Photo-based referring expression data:
# # # # #

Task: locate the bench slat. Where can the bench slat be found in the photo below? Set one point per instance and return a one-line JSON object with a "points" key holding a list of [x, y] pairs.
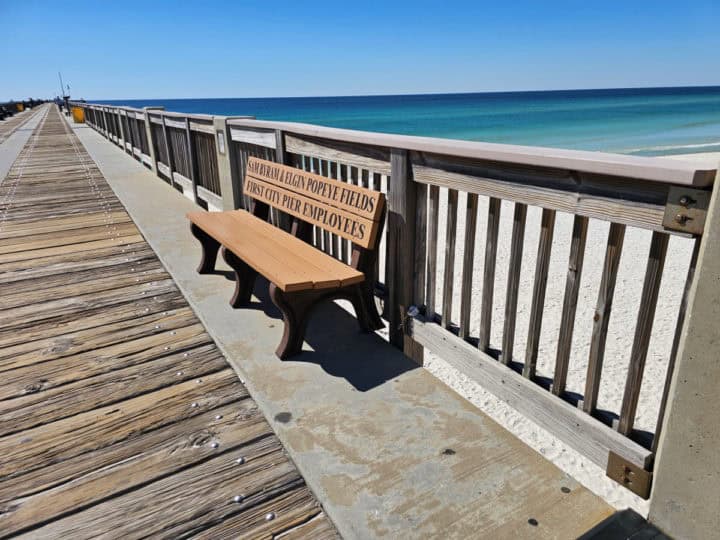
{"points": [[283, 259]]}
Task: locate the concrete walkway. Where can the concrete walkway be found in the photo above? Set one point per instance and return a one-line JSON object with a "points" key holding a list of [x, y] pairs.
{"points": [[10, 147], [389, 450]]}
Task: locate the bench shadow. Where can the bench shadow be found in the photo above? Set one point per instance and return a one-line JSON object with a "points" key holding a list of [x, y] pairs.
{"points": [[338, 346]]}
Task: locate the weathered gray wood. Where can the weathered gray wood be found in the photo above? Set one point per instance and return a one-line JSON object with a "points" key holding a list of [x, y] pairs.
{"points": [[601, 318], [168, 151], [632, 167], [567, 319], [491, 244], [468, 263], [421, 218], [542, 266], [192, 158], [584, 433], [676, 343], [514, 266], [431, 274], [360, 156], [643, 330], [402, 199], [449, 265]]}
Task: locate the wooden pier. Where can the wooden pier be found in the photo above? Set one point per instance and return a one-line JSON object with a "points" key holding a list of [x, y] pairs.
{"points": [[119, 417]]}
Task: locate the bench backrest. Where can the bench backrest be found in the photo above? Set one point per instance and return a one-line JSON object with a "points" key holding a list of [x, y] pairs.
{"points": [[351, 212]]}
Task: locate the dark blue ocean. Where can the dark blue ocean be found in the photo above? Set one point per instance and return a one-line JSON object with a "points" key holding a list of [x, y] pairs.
{"points": [[644, 121]]}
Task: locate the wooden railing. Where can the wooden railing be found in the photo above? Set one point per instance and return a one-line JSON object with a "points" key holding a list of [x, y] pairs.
{"points": [[445, 201]]}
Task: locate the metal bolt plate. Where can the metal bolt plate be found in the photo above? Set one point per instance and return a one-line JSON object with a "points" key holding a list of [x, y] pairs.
{"points": [[686, 210]]}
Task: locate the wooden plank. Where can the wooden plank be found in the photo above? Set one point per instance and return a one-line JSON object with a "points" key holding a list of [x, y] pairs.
{"points": [[468, 262], [421, 218], [189, 501], [34, 408], [511, 298], [624, 167], [643, 330], [488, 291], [361, 156], [542, 266], [151, 456], [434, 197], [582, 432], [449, 263], [679, 325], [362, 202], [602, 316], [567, 319], [626, 211]]}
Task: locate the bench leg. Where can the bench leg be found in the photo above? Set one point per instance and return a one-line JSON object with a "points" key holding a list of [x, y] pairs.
{"points": [[364, 303], [210, 248], [295, 309], [244, 279]]}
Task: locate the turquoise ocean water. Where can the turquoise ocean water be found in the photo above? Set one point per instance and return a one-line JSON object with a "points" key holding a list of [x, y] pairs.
{"points": [[641, 121]]}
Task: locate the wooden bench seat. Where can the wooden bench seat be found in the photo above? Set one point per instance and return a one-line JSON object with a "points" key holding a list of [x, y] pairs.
{"points": [[301, 276]]}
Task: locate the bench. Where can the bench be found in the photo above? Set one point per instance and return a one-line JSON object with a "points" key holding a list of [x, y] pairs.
{"points": [[300, 275]]}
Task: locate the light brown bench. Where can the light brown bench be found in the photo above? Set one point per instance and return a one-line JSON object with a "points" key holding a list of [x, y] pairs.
{"points": [[300, 275]]}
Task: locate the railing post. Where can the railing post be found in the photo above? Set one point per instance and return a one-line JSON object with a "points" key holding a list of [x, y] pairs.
{"points": [[400, 274], [150, 136], [686, 490], [230, 185], [121, 127], [191, 158]]}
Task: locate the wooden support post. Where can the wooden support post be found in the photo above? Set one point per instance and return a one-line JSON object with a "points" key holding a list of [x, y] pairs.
{"points": [[151, 137], [400, 277], [191, 158], [684, 499]]}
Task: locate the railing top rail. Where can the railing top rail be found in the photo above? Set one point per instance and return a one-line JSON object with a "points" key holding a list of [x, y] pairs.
{"points": [[696, 173], [658, 169]]}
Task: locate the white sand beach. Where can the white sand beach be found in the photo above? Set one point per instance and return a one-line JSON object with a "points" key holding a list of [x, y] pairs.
{"points": [[620, 333]]}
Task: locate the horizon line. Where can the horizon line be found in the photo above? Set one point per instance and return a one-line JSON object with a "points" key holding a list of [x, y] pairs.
{"points": [[425, 93]]}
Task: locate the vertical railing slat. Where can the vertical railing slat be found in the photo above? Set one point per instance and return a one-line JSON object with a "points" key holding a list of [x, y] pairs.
{"points": [[567, 319], [542, 266], [491, 244], [449, 273], [511, 299], [643, 330], [468, 264], [431, 273], [601, 318]]}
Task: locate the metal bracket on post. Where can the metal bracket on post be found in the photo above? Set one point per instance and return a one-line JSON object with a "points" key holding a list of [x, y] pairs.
{"points": [[686, 210], [631, 476]]}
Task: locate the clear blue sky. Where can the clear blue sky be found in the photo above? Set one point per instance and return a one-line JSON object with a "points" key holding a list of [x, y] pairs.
{"points": [[123, 49]]}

# # # # #

**WHAT THE TASK REQUIRES**
Please copy the data above exactly; the pictures do not belong in the copy.

**ANSWER TO THE PROBLEM**
Task: locate the bench slat. Where can the bench slat be found in the photo below? Set one point per instance and return a one-line JSON object with a "points" key holding a list of [x, y] pairs.
{"points": [[283, 259]]}
Task: locate the concrete walkway. Where can the concrete walkway be found in the photo above? Set one point per instance and return a one-line JSON object with a "points" key holding a list of [x, y] pairs.
{"points": [[10, 147], [389, 450]]}
Task: locate the bench shadow. Where can the bench shadow be found in the photo above? Set one point per instance and return a one-line JSON object with a "points" key holding a list of [x, y] pairs.
{"points": [[338, 346]]}
Task: locate the weathered gray wood. Where can the weathered gray wood be found in the photo above? Set one point per instance and return a one-line JSON object with a "points" key holding a list of [x, y] pairs.
{"points": [[601, 318], [168, 151], [632, 167], [567, 319], [491, 244], [468, 263], [421, 218], [542, 266], [192, 158], [584, 433], [676, 343], [514, 266], [431, 274], [360, 156], [643, 330], [402, 199], [449, 265]]}
Task: locate the wooden pier. Where can the wooden pier be found in the photo above? Set one point per instance and return a one-line JSON object with a "points" key holding a list of [x, y] pairs.
{"points": [[119, 417]]}
Task: locate the bench backrest. Where can the bench backrest be found in the photo above? Set one point per instance and return a one-line JSON object with a "points" key holding a list of [x, y] pairs.
{"points": [[351, 212]]}
Task: locate the dark blue ocean. Where can the dark blue ocean be found in the photo above? Set one point per instance and return a one-line JSON object with a "points" key holding a list of [x, y] pairs.
{"points": [[644, 121]]}
Task: locate the wooden railing. Where can the wooden railing be found in the photo above? Set one point per instance and return a one-line JSON object with a "points" key holding a list of [x, y] pairs.
{"points": [[445, 201]]}
Task: locate the metal bolt plate. Where can the metal bolt plate be found in the photo above? Set one point per instance and return a one-line JSON object with a "points" key holding a list of [x, y] pairs.
{"points": [[686, 210]]}
Task: locate the wooden plank. Where can the wooden plank be found in the photo above? Set one point per instance and return a one-line JSON object with a "points" key holding a list of [x, y] pairs.
{"points": [[468, 262], [421, 218], [189, 501], [34, 408], [511, 298], [624, 167], [643, 330], [488, 291], [361, 156], [542, 266], [151, 456], [434, 197], [582, 432], [449, 263], [679, 325], [362, 202], [602, 316], [567, 319], [626, 211]]}
Task: locate the bench leg. Where can the bench leg be found in the photo above? Set one point per instance and return a one-line JSON object with a "points" key holding a list of [x, y] pairs.
{"points": [[364, 303], [210, 248], [295, 309], [244, 279]]}
Task: locate the turquoise ocean water. Where can the turquoise ocean water be found in the photo above? Set one point per instance and return a one-line JSON object with a "points" key holding a list of [x, y] pairs.
{"points": [[641, 121]]}
Task: locate the wooden bench seat. Where can the wooden bench seat be found in the photo above? Set one point per instance and return a one-line JSON object with a "points" key holding a list of [x, y] pairs.
{"points": [[301, 276]]}
Task: locate the bench. Where can the bench be found in the photo above? Set one point per instance and return a one-line JSON object with a "points" key holding a list of [x, y] pairs.
{"points": [[300, 275]]}
Task: locate the light brown bench. Where can the light brown bench be found in the photo above? Set one point per instance and return a one-line JSON object with a "points" key holding a list of [x, y] pairs.
{"points": [[300, 275]]}
Task: locate the railing post. Where can the railing post be found in the photo above? Set one point per instance and return a one-line JSON object with a "points" key holding a list of [x, y] pairs.
{"points": [[400, 274], [150, 136], [686, 490], [230, 185], [121, 127], [191, 158]]}
Task: locate the wooden support post. Where can the wooden support post be found in the photo above? Set one point per instance and return a one-line JSON object with a "points" key holding a list of [x, y] pairs.
{"points": [[151, 137], [400, 277], [191, 158], [684, 499]]}
Task: locate the railing top rail. Where can the railing top rail be found in the photo above? Set one point per instance and return a one-line JSON object with a "points" key holding a list of [x, y] pairs.
{"points": [[696, 173], [658, 169]]}
Task: locate the white sand beach. Where can the white sand beach be found in the photo above? Set one point per instance and return a one-line JSON object with a "points" key holding a list of [x, y] pairs.
{"points": [[620, 333]]}
Task: locate the horizon line. Where can the horizon line be found in the photo above? Set one point per instance and return a one-line JSON object with a "points" key holding a list of [x, y] pairs.
{"points": [[425, 93]]}
Task: locate the vertical railing slat. Where can the vertical railing slat be found in the photo above? Set one point per instance and return a one-line JSON object with a "points" key holding a list of [x, y] pairs.
{"points": [[567, 319], [542, 266], [491, 244], [449, 273], [511, 299], [643, 330], [468, 264], [431, 273], [601, 318]]}
Task: locate the metal bracket on post. Where can the metal bracket on post be found in the photo above? Set one point per instance and return a one-line JSON object with a "points" key holding a list of [x, y] pairs.
{"points": [[686, 210], [631, 476]]}
Task: locate the clear blue sky. Where can the clear blue sky be found in the photo above? Set one point per instance and return a one-line JSON object with a "points" key holding a list of [x, y] pairs.
{"points": [[123, 49]]}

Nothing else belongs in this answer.